- [Extracted text]:
----
We publish your feedback to the article on `Services to Sailing’ and `Kinetics Free For All’ by the ISAF President.
Last week, on Wednesday 3 October, ISAF President Paul Henderson penned his thoughts on the need for ISAF to focus on the "Core Business of ISAF". To read this article go to:

The President Speaks - Services to Sailors

Matthew Jones, USA
Thank you for your suggestions regarding Starting Procedures. As a professional race manager I know that I am a facilitator and communicator. So I like to tell the fleet where they are and clear out the OCS.

Race management by penalty is fundamentally flawed. It is by using superior technique that we grow the sport.

David Brunskill, Great Britain

I agree with the general tone of the article - all those involved in the administration of the sport need to set fair and consistent arrangements in place which will encourage fair play and integrity in sailing.

It currently is a cat and mouse game.

Within my club (RORC) we have a reasonable amount of professional level keelboat regatta experience. Many of the techniques would be inappropriate in dinghies. BUT
- We use VHF at one minute - and if necessary to warn yachts if there is a bunch approaching the line.
- We warn yachts about strong tidal conditions.
- We broadcast sail numbers of OCS yachts on VHF - not "immediately" after the start - there were too many claims for redress from yachts claiming there was too long a gap after the start before the number writing team had time to broadcast. We now state "individual recall details will not be broadcast until one minute after the start".
- On large starts there may be RIBs on the start line spaced along the line to prevent over the line bunching at the middle of the line - and so on.
There are continuing debates on all these matters, using laser and wireless technology to identify and police the line etc.

However redress claims against OCS continue - often on spurious grounds. I don't know how we can move away from many hours in jury rooms addressing sailors claims - all of which have to be scrupulously handled however bizarre the circumstances.

There is, it seems to me, a lack of consistency and agreement amongst race officers and in situation analysis and penalty implementation by Juries as regards OCS and related start line issues.

But looking at the seminar list I am struck at the lack of ISAF sponsored joint IRO/IJ conferences/seminars to take overviews on these situations. And although I think that within the RORC we do a pretty good job, the professionalism of sailors on the water is certainly not evenly matched by professionalism in race administration.

Does this mean more professional race officers and judges. The answer there is quite probably.

I look forward to reading the results of the debate in Cyprus.

Andrzej Ostrowski, Poland, Member of the ISAF Centreboard Boat Committee and ISAF International Judge

The bunch of tasks and ideas presented by President Paul Henderson in his message of 7 Oct. will be a difficult challange for some 500 delegates to the November Conference. Breaking away with organised, well groomed structure of Committees and earlier Submissions and tackling with ideas only sketched might lead to unending discussions.

Anyway I take the liberty to offer my opinions on 3 issues which seem to be relatively easy to be solved.

1. Race Management - OCS problems.
----
- [Recorded data]:
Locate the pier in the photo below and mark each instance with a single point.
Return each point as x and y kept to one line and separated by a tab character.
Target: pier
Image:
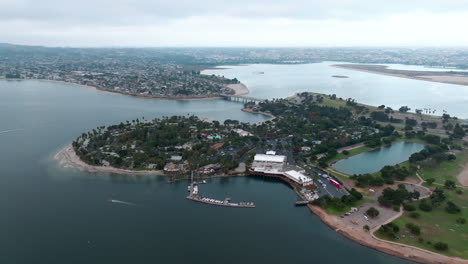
----
- [Written exercise]: Pick up the reader feedback on the ISAF President's article from the point where it stops, and keep writing it. The data comes from a separate source and has no connection to the text.

- [The output]:
We started discussing the issue among members of the CBC few years ago. Since that time 'randomisation' has been removed from the Global Positioning System. Now the accuracy might be of the order of 20cm. This probably opens the opportunity to equip each boat in the starting field with GPS transponder and receiver and to know the position of the boat with said accuracy. Race Committee could know, through the system, which boats are over the line for sure in the margin -20 sec to +20 sec around the starting moment. This at least would provide an independent judgment on OCS. A feedback from the system could inform each and all early starters that they were over the line. I know it sounds expensive, but in electronics everything is expensive at an appropriate cost. Two issues should be researched in this field:

- obtain assessment by GPS specialists about feasibility of such OCS application
- costs, are they compatible with overall costs Olympics.

2. Enforcement of Rule 42
(Other law enforcement - in wet closing, weight limits, corrector weigts - seem to be banal)

There are a large group of international Judges capable mastering proper on water judging, may be after some unification among Classes. However, even with an unified approach it is better if a Class is policed by a set of specialized IJs. Some Classes, like Laser, have very strict guidelines, other Classes too.

What we need is reviewing existing guidelines, drafting one common approach, learning it and rehearsing at some major regatta.

The Rule 42 itself is fine.

3.I believe doping is not a problem in sailing. I have no knowledge about outcomes of the doping test at Olympics, they were probably most extensive there.

Colin Smith, Great Britain
(World Secretary, International 14 Class Association - but writing in
a personal capacity!)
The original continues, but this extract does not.